*What is required*. Out of all the lines below, count those with the word "tree". Give the number only.

*Dataset entries*.

▽

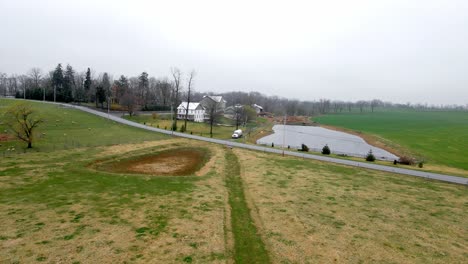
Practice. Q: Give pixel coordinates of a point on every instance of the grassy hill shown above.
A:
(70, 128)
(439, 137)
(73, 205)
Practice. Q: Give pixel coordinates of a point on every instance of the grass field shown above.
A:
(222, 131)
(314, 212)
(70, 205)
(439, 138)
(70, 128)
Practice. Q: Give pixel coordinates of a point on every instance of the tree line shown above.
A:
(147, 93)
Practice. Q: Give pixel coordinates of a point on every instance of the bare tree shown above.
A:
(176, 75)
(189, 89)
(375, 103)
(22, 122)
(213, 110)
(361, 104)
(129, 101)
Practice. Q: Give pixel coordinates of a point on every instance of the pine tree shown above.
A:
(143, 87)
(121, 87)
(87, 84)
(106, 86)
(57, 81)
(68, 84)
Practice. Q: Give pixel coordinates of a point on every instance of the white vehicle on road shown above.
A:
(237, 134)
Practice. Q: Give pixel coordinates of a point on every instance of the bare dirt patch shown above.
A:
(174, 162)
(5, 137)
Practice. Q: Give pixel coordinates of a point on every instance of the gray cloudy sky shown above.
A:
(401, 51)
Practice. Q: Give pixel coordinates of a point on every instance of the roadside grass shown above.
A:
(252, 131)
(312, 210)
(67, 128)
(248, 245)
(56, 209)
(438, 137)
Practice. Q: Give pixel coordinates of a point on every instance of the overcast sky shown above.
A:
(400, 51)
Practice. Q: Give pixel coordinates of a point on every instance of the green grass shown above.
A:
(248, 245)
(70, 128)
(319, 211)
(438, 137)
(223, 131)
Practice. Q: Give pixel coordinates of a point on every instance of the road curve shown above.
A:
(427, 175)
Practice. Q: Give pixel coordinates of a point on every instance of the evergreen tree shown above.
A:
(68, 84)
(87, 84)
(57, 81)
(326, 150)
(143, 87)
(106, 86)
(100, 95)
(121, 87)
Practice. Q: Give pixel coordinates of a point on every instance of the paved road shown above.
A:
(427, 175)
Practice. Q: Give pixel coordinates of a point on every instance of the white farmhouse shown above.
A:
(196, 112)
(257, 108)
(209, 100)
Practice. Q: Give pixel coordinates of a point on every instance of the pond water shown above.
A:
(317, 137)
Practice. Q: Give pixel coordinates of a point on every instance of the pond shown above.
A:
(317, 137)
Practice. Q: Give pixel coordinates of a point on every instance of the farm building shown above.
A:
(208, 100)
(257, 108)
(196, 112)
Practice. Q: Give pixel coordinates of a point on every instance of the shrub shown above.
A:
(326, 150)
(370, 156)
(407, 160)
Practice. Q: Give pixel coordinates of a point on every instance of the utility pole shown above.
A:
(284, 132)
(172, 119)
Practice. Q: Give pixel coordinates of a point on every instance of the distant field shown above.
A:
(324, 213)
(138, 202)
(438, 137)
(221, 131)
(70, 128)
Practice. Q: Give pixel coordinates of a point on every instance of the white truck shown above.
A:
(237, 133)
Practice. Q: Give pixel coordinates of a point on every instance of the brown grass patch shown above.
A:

△

*Exercise answer*. 4